■ **Task prompt**: Will you extract the entries word for word? Images should not appear in the copy.

■ **Input**:
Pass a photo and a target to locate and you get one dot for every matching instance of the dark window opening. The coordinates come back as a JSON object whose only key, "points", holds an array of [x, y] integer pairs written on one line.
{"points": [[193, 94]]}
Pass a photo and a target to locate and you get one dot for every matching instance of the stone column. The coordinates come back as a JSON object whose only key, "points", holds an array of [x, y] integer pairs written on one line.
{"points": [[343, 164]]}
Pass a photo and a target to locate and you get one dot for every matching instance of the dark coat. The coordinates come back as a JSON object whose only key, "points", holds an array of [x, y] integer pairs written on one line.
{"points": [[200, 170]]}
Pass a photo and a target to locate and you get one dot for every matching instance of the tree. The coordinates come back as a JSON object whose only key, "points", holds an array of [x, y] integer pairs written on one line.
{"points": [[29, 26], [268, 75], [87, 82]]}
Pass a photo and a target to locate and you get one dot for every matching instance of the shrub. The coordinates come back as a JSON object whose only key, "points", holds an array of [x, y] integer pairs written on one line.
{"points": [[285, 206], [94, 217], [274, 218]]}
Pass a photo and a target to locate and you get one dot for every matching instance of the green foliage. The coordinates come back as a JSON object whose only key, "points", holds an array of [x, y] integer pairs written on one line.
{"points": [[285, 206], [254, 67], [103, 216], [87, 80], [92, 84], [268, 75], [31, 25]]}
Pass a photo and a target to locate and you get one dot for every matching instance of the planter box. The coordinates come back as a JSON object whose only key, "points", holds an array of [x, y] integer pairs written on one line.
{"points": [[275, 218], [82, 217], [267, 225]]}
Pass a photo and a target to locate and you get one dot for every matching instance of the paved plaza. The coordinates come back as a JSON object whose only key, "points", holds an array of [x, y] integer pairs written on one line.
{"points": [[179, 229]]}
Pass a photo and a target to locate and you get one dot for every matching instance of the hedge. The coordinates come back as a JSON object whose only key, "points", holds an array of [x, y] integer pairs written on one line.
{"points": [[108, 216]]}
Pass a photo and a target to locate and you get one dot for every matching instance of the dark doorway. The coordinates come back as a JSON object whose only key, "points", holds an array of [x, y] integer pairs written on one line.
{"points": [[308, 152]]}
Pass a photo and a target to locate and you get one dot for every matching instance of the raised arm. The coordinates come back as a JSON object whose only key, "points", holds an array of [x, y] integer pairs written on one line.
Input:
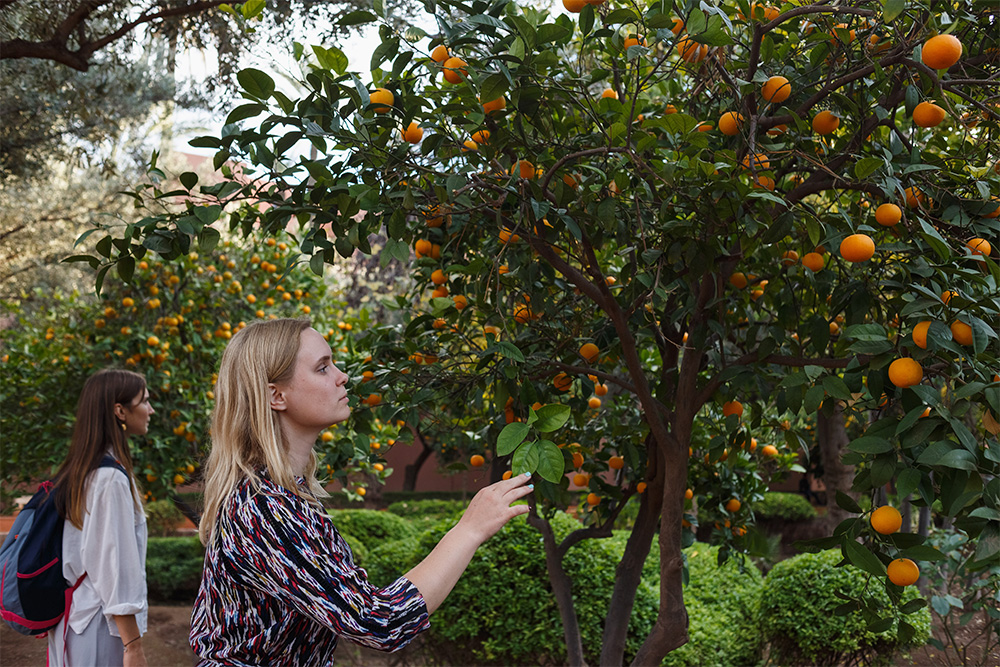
{"points": [[489, 510]]}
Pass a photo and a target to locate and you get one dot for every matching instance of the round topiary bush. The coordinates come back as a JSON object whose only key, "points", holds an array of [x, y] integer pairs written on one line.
{"points": [[798, 621], [371, 527], [722, 603]]}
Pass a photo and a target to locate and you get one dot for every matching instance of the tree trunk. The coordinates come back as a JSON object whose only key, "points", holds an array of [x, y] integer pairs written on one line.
{"points": [[670, 630], [562, 589], [831, 435], [628, 574]]}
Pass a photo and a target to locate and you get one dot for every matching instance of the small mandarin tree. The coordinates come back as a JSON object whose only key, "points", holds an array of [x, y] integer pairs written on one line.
{"points": [[694, 190]]}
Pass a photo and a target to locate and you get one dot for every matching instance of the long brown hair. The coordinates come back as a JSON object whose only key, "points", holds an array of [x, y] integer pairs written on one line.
{"points": [[96, 431], [246, 433]]}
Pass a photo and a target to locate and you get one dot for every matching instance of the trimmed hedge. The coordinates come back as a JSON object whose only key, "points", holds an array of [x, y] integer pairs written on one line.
{"points": [[797, 604], [371, 527], [784, 505], [722, 603], [173, 568]]}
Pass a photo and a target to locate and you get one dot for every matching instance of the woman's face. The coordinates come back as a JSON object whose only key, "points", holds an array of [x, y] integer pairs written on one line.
{"points": [[136, 414], [316, 396]]}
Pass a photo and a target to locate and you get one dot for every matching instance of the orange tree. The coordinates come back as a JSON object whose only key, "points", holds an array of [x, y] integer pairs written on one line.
{"points": [[697, 191], [170, 322]]}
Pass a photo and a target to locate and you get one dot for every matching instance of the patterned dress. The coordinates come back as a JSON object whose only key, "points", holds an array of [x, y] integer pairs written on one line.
{"points": [[280, 587]]}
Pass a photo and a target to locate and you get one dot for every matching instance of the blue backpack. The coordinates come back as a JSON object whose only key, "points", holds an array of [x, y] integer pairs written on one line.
{"points": [[34, 596]]}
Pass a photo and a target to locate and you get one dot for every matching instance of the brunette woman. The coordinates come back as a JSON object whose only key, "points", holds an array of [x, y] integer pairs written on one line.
{"points": [[104, 540], [280, 585]]}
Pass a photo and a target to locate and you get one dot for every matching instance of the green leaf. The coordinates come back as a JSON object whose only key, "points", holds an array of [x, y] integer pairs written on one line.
{"points": [[510, 437], [552, 417], [862, 558], [256, 83]]}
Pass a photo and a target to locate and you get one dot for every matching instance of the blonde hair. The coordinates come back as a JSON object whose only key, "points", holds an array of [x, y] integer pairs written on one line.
{"points": [[246, 433]]}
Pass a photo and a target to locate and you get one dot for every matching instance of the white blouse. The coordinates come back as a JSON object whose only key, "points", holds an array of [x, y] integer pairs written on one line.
{"points": [[111, 549]]}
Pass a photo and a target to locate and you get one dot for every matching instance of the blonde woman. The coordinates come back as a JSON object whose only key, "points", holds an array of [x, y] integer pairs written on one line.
{"points": [[280, 586], [104, 538]]}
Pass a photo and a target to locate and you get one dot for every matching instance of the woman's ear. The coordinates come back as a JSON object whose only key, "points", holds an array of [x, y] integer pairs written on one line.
{"points": [[276, 399]]}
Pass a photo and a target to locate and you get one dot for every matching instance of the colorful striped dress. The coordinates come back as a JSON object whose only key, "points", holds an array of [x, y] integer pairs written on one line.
{"points": [[280, 587]]}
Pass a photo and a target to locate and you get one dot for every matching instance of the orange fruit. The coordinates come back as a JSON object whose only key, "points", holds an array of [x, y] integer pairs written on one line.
{"points": [[825, 122], [454, 70], [732, 408], [905, 372], [941, 51], [440, 54], [886, 520], [961, 332], [381, 100], [920, 334], [888, 215], [729, 123], [499, 104], [927, 114], [590, 352], [903, 572], [978, 246], [857, 248], [776, 89], [813, 261]]}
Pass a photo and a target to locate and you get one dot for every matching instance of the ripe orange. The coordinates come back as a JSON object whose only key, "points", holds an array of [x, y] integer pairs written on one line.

■ **Result of the exercise**:
Pass a photo and a target to locate and you get one dot for every matching instance of the dark window opening. The coordinates come back as a JSON object whose only key, "points", holds an array of [x, y] integer pairs written on one line.
{"points": [[193, 94]]}
Pass a photo and a target to locate and you get one dot for every matching instance of the stone column. The coordinates come back as a JSON object whose only key, "points", holds an array of [x, y] integer pairs written on one line.
{"points": [[343, 164]]}
Pass a photo and a target to locate and you get one dot for every matching instance of the dark coat. The coordinates come back as a JSON object whose only key, "points", holds an array of [x, y] integer pairs written on one line.
{"points": [[200, 170]]}
Pass a photo and a target to locate and you get one dot for every matching instance of the tree. The coordinates come back as a JSON object whose only key, "points", holds an array of [x, y] integer pairs written on one line.
{"points": [[29, 26], [268, 75], [87, 82]]}
Pass a photo and a target to locate and you get one dot for every matching instance of the shrub. The coordinates come back as a JSON object whose only key, "points", holds an array of [x, y] integer pairs written on one line.
{"points": [[285, 206], [94, 217], [274, 218]]}
Pass a photo and a target to locate and you get one dot for every matching instance of the green foliage. The coordinates come back as a JSON object whose only key, "points", holds an array of [x, y] integer pairs written on one line.
{"points": [[285, 206], [254, 67], [103, 216], [87, 80], [92, 84], [268, 75], [31, 25]]}
Pass a photo and a target to locate and you get one dot for every matching instance of the planter box. The coordinates come back as a JSON object whose only key, "points", holds an array of [x, y] integer pairs written on one line.
{"points": [[275, 218], [82, 217], [267, 225]]}
Pass a photo and a target to locate and you get one dot for every matching instance of the paved plaza. The coordinates come back as a JSON object whose only key, "points", holds an array of [x, y] integer pairs written on one line.
{"points": [[179, 229]]}
Pass a photo and a target to locate and you get one dot for every matching instance of the hedge. The coordinates come back as a JSON object whose only key, "points", holds an array of [x, y] integer pairs written on one line.
{"points": [[108, 216]]}
Pass a photo and a target to locate and you get one dot for every matching instance of the dark doorway. The coordinates come back as a JSON object whose only key, "points", holds an array of [x, y] integer pairs written on one line.
{"points": [[308, 152]]}
Pass a photo and a target to locate and you get one dot for every matching instance of the raised arm. The coordinates come back as a JSON object whose only key, "points", holds an array of [x, y] integer pairs written on one line.
Input:
{"points": [[489, 510]]}
Pass a photo and a target to locate and you get one dot for every matching instance of the round topiary bush. The coordinates come back as a JSON object whose only key, "points", holds an array of [x, y] integer pairs written on one line.
{"points": [[798, 621], [371, 527], [722, 603]]}
Pass a photo and a target to locate and you get one dot for every matching instance of the tree trunk. The coordinates come back as a JSON object whose only key, "points", holds an array of [x, y] integer pairs written on one line.
{"points": [[670, 630], [562, 589], [831, 435], [628, 574]]}
Pass a photo and a target to locate and you get one dot for every matching instance of the small mandarin tree. The coordinates come back as a JSON object whose only key, "points", holds an array of [x, y] integer pairs written on one line.
{"points": [[694, 190]]}
Pass a photo and a target to locate and you get one dot for every matching instance of the long brown hair. The coordinates come back as a JSON object whose only key, "points", holds an array of [x, y] integer pairs written on one line.
{"points": [[96, 431], [246, 433]]}
Pass a photo and a target to locate and you get one dot for every matching instance of the trimmed hedge. The coordinates come back as a JSON object whose only key, "points", holds an array of [x, y] integer pairs written on one line.
{"points": [[797, 604], [371, 527], [784, 505], [722, 603], [173, 568]]}
Pass a photo and a target to locate and you get one dot for every matching instance of the woman's face. The coordinates come back as a JSON object whose only key, "points", holds an array of [x, y] integer pairs written on one line.
{"points": [[136, 414], [316, 396]]}
Pass a photo and a target to locate and you get one dot for every matching instance of the orange tree. The coordinates come back as a JSON object whose only key, "points", holds an array of [x, y] integer pairs written on one line.
{"points": [[697, 191], [170, 322]]}
Pass a photo and a target to locate and you get one dot for every matching instance of the patterned dress. The coordinates come back as a JSON object whose only key, "points", holds an array of [x, y] integer pairs written on one line.
{"points": [[280, 587]]}
Pass a photo and a target to locate and you get one dot for every matching instance of the blue backpack. The coordinates come back as a JSON object whose only key, "points", holds an array of [x, y] integer pairs written on one line.
{"points": [[34, 596]]}
Pass a photo and a target to locate and you get one dot for every matching instance of the brunette woman. The coordinates come back as a JSON object whose only key, "points", holds an array of [x, y] integer pairs written on one line.
{"points": [[104, 540], [280, 585]]}
Pass a photo and a target to locate and you get one dot for every matching instance of the green leaf. The coordinates come back as a JSON object whose only key, "points", holds an array of [x, y] integer pairs written on one line.
{"points": [[510, 437], [552, 417], [862, 558], [256, 83]]}
Pass a photo and a target to locate and you get one dot for every matching instance of the blonde hair. The coordinates come back as a JSON object whose only key, "points", holds an array of [x, y] integer pairs written on one line.
{"points": [[246, 433]]}
Pass a photo and a target to locate and you get one dot for every matching instance of the white blouse. The coordinates come back as a JSON object whose only key, "points", holds an array of [x, y] integer pairs written on one line.
{"points": [[111, 549]]}
Pass a photo and a target to locate and you get one dot for every matching instance of the blonde woman. The coordinates come back as a JSON object whose only key, "points", holds an array of [x, y] integer pairs written on one line.
{"points": [[280, 586], [104, 538]]}
Pass a photo and a target to locate and you get one dot for every matching instance of the woman's ear. The coordinates come back as a JSON object whose only key, "points", holds an array of [x, y] integer pairs written on one line.
{"points": [[276, 399]]}
Pass a photo and a target to locate and you get one dot for every matching instance of the colorful striped dress. The coordinates come back as a JSON object whose only key, "points", holds an array of [x, y] integer pairs written on one line.
{"points": [[280, 587]]}
Pass a photo and a target to locate and you get one dot for every matching instance of the orange fruit. The coordinates come back as a JSON object whose only key, "points", holds an array of [x, y] integer pairs written on one line.
{"points": [[825, 122], [454, 70], [732, 408], [905, 372], [941, 51], [440, 54], [886, 520], [961, 332], [381, 100], [920, 334], [888, 215], [729, 123], [499, 104], [927, 114], [590, 352], [903, 572], [978, 246], [857, 248], [776, 89], [813, 261]]}
Pass a photo and a target to locate and you get one dot for every matching instance of the ripe orange. The coordinates come back as a JSON object whose only key, "points", holds an array of [x, y] integer pairs written on one line.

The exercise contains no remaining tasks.